INSTRUCTIONS TO FOLLOW: Transcribe the entries that come next exactly, but not the pictures they contain.

Collected data:
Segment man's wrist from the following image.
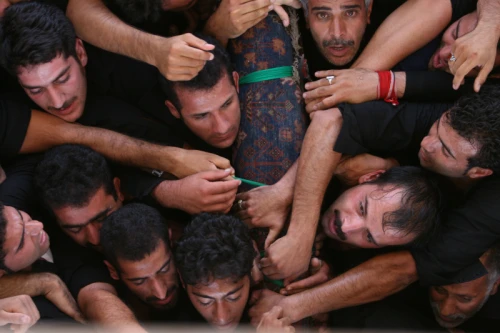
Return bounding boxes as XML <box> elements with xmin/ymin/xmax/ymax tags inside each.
<box><xmin>281</xmin><ymin>295</ymin><xmax>304</xmax><ymax>323</ymax></box>
<box><xmin>203</xmin><ymin>14</ymin><xmax>229</xmax><ymax>46</ymax></box>
<box><xmin>40</xmin><ymin>273</ymin><xmax>61</xmax><ymax>296</ymax></box>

SOLUTION TO THIS TASK:
Segment man's wrist from the following image.
Return bounding boxes as XML <box> elements with xmin/ymin/xmax/ymax tags inside each.
<box><xmin>281</xmin><ymin>295</ymin><xmax>304</xmax><ymax>323</ymax></box>
<box><xmin>203</xmin><ymin>14</ymin><xmax>229</xmax><ymax>46</ymax></box>
<box><xmin>40</xmin><ymin>273</ymin><xmax>61</xmax><ymax>296</ymax></box>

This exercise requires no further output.